Given instruction: Please return every line of the data below word for word, without any changes.
>> START Data shown
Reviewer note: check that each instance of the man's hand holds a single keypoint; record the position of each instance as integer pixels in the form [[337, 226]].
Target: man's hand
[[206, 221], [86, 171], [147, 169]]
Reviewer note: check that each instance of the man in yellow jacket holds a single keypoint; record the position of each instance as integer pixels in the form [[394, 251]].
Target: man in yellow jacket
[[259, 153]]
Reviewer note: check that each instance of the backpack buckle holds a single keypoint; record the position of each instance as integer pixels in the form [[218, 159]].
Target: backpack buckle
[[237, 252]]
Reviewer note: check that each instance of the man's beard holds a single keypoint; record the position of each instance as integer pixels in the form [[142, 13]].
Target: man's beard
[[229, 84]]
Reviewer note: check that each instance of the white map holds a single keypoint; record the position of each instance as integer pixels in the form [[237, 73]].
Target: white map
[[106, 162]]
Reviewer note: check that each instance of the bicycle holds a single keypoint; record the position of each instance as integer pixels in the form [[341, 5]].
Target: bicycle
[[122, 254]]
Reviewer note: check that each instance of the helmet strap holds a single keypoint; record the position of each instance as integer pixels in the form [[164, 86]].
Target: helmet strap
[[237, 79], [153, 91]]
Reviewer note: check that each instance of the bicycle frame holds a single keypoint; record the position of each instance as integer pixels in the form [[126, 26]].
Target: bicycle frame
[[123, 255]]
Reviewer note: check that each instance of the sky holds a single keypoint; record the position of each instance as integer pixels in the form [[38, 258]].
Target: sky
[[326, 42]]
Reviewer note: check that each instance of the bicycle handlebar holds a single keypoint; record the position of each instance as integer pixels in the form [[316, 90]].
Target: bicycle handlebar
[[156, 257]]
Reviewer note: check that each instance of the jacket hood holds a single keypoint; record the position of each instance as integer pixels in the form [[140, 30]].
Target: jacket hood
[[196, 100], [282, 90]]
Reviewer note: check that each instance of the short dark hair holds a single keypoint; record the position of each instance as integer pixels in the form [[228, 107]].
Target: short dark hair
>> END Data shown
Finished exercise:
Reviewer note: check that each instance of the man's hand holds a single keypoint; record the position of each instance as integer pixels in the form [[337, 226]].
Target: man's hand
[[206, 221], [86, 171], [147, 169]]
Reviewer note: check that each instance of the man in yellow jacket holds a single keypoint; record the position of each instance as integer pixels in the form [[394, 251]].
Target: man in yellow jacket
[[259, 153]]
Reviewer note: check that each instance of the backpack buckle holds a single keypoint; record the position of each instance as integer pixels in the form [[218, 159]].
Target: backpack buckle
[[237, 252]]
Reviewer note: check that each instance of the man's beard holds a single keypoint; record the position of each instance as integer pixels in the form [[142, 13]].
Target: man's beard
[[229, 84]]
Reviewer note: check that each instance of the white map holds a single keypoint; record the position of each instance as integer pixels in the form [[237, 73]].
Target: white map
[[106, 162]]
Reviewer note: check that each instance of the bicycle holds a single keypoint; record the position of each instance as integer pixels in the form [[341, 5]].
Target: bicycle
[[122, 254]]
Reviewer note: check that each instance of the helmet strap holds a single keypoint; record the position of each instance as integer pixels in the form [[164, 86]].
Target: helmet strap
[[237, 79], [153, 91]]
Reviewer note: check that each instance of the bicycle frame holds a single keypoint; record the position of each instance as integer pixels in the form [[126, 26]].
Target: bicycle frame
[[123, 255]]
Reviewer note: check that each instance of the sky holds a single keypoint; record the position of each instance as integer pixels in the form [[38, 258]].
Target: sky
[[326, 42]]
Reviewer note: check that each instance of the bicycle handlebar holds a single keypoint; record the position of each instance as integer pixels in the form [[316, 90]].
Target: bicycle handlebar
[[156, 257]]
Reviewer note: check that each instance of the jacket hood holds a single keypoint; record the position of each instance as integer pixels in the form [[140, 30]].
Target: jacket hood
[[196, 100], [282, 90]]
Reviewer note: check that each instance of the short dark hair holds a single keypoint; record the position of each instance as integer pixels in the form [[228, 107]].
Target: short dark hair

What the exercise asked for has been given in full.